- _INPUT MATERIAL_

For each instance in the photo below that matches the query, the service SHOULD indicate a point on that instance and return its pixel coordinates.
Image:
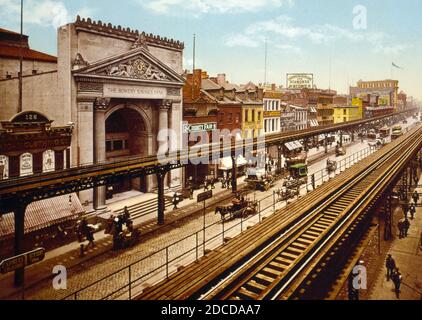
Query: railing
(161, 264)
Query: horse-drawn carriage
(331, 165)
(263, 183)
(340, 151)
(385, 132)
(239, 208)
(284, 195)
(122, 238)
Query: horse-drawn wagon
(239, 208)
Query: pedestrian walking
(412, 211)
(406, 226)
(415, 197)
(390, 264)
(400, 225)
(90, 237)
(397, 278)
(190, 192)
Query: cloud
(286, 34)
(391, 50)
(199, 7)
(46, 13)
(289, 48)
(241, 41)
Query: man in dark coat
(406, 226)
(397, 282)
(415, 197)
(390, 264)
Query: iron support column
(161, 203)
(19, 213)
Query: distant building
(119, 87)
(200, 113)
(272, 110)
(293, 118)
(347, 113)
(386, 92)
(34, 62)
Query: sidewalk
(407, 253)
(69, 255)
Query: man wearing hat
(390, 265)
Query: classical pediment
(137, 64)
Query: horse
(223, 211)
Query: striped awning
(313, 123)
(226, 163)
(293, 145)
(43, 214)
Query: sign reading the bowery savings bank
(137, 92)
(300, 80)
(199, 127)
(22, 260)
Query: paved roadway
(108, 263)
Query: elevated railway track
(41, 186)
(294, 253)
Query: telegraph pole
(266, 60)
(20, 106)
(193, 66)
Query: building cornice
(89, 25)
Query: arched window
(4, 167)
(26, 164)
(48, 161)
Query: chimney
(221, 79)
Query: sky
(340, 42)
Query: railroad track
(276, 268)
(273, 266)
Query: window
(117, 145)
(221, 116)
(109, 146)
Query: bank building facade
(116, 88)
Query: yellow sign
(357, 102)
(272, 114)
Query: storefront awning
(313, 123)
(226, 163)
(43, 214)
(293, 145)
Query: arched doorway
(126, 135)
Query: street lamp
(20, 106)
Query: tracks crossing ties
(274, 259)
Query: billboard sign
(199, 127)
(300, 80)
(22, 260)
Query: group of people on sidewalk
(404, 224)
(394, 274)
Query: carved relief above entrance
(136, 68)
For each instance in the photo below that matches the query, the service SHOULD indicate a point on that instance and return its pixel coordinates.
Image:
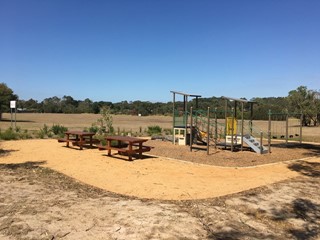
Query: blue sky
(141, 49)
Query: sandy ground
(40, 201)
(153, 177)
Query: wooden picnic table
(126, 145)
(78, 138)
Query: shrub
(58, 129)
(9, 134)
(154, 130)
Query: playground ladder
(254, 144)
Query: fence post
(261, 146)
(269, 132)
(191, 128)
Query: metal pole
(215, 128)
(225, 121)
(261, 146)
(301, 119)
(173, 125)
(269, 132)
(251, 118)
(186, 115)
(287, 127)
(242, 122)
(208, 131)
(191, 129)
(11, 118)
(15, 118)
(232, 127)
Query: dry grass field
(125, 123)
(35, 121)
(43, 201)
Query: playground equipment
(180, 117)
(285, 126)
(206, 128)
(232, 133)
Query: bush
(9, 134)
(58, 129)
(154, 130)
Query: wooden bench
(126, 146)
(78, 138)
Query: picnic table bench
(126, 146)
(79, 138)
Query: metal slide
(254, 144)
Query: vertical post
(269, 131)
(261, 143)
(15, 118)
(174, 124)
(251, 117)
(232, 127)
(208, 131)
(301, 119)
(186, 118)
(287, 127)
(215, 128)
(225, 120)
(242, 123)
(191, 128)
(11, 118)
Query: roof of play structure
(186, 94)
(237, 99)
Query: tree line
(301, 100)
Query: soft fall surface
(153, 177)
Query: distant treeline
(68, 105)
(302, 100)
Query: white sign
(12, 104)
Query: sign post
(13, 108)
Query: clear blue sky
(115, 50)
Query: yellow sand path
(157, 177)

- _PROMPT_
Pictures are to be left out; repeat all the remaining data exactly.

- _THE RESULT_
For each instance in the photo below that matches the query, the service SHOULD indicate a point on that instance and return its pixel coordinates.
Image:
Query: railing
(161, 264)
Query: horse-drawn carriage
(331, 165)
(263, 183)
(340, 151)
(385, 132)
(239, 208)
(284, 195)
(122, 238)
Query: horse-drawn wagon
(239, 208)
Query: pedestrian walking
(412, 211)
(406, 226)
(415, 197)
(390, 264)
(400, 225)
(90, 237)
(397, 278)
(190, 192)
Query: cloud
(286, 34)
(391, 50)
(199, 7)
(46, 13)
(289, 48)
(241, 41)
Query: man in dark coat
(406, 226)
(397, 282)
(415, 197)
(390, 264)
Query: iron support column
(161, 203)
(19, 213)
Query: distant building
(119, 87)
(200, 113)
(272, 110)
(293, 118)
(347, 113)
(386, 92)
(34, 62)
Query: sidewalk
(407, 253)
(69, 255)
Query: man wearing hat
(390, 265)
Query: classical pediment
(137, 64)
Query: horse
(223, 211)
Query: striped awning
(313, 123)
(226, 163)
(293, 145)
(43, 214)
Query: sign reading the bowery savings bank
(137, 92)
(300, 80)
(199, 127)
(22, 260)
Query: paved roadway
(108, 263)
Query: elevated railway track
(41, 186)
(294, 253)
Query: telegraph pole
(266, 60)
(20, 106)
(193, 66)
Query: building cornice
(89, 25)
Query: arched window
(4, 167)
(26, 164)
(48, 161)
Query: chimney
(221, 79)
Query: sky
(340, 42)
Query: railroad track
(276, 268)
(273, 266)
Query: window
(117, 145)
(221, 116)
(109, 146)
Query: bank building facade
(116, 88)
Query: yellow sign
(357, 102)
(272, 114)
Query: storefront awning
(313, 123)
(226, 163)
(43, 214)
(293, 145)
Query: arched doorway
(126, 135)
Query: street lamp
(20, 106)
Query: tracks crossing ties
(274, 259)
Query: billboard sign
(199, 127)
(300, 80)
(22, 260)
Query: group of people on sidewalk
(404, 224)
(394, 274)
Query: carved relief above entrance
(136, 68)
For each instance in the photo below that matches the query, the service SHOULD indicate a point on that instance and return its pixel coordinates.
Image:
Query: blue sky
(141, 49)
Query: sandy ground
(40, 201)
(153, 177)
Query: wooden picnic table
(126, 145)
(78, 138)
Query: shrub
(58, 129)
(9, 134)
(154, 130)
Query: playground ladder
(254, 144)
Query: fence post
(261, 146)
(269, 132)
(191, 128)
Query: metal pole
(215, 128)
(225, 121)
(261, 146)
(301, 119)
(173, 125)
(269, 132)
(251, 118)
(186, 115)
(287, 127)
(242, 122)
(208, 131)
(191, 129)
(11, 118)
(15, 118)
(232, 127)
Query: dry grass field
(125, 123)
(35, 121)
(43, 201)
Query: playground equipment
(180, 117)
(285, 126)
(206, 128)
(232, 133)
Query: bush
(9, 134)
(58, 129)
(154, 130)
Query: wooden bench
(126, 146)
(78, 138)
Query: picnic table bench
(126, 146)
(79, 138)
Query: metal slide
(254, 144)
Query: vertical post
(269, 131)
(261, 143)
(15, 118)
(174, 124)
(251, 117)
(232, 127)
(208, 131)
(301, 119)
(186, 118)
(287, 127)
(215, 128)
(225, 120)
(242, 123)
(191, 128)
(11, 118)
Query: roof of play structure
(186, 94)
(237, 99)
Query: tree line
(301, 100)
Query: soft fall surface
(153, 177)
Query: distant treeline
(68, 105)
(302, 100)
Query: white sign
(12, 104)
Query: sign post
(13, 108)
Query: clear blue sky
(115, 50)
Query: yellow sand path
(157, 177)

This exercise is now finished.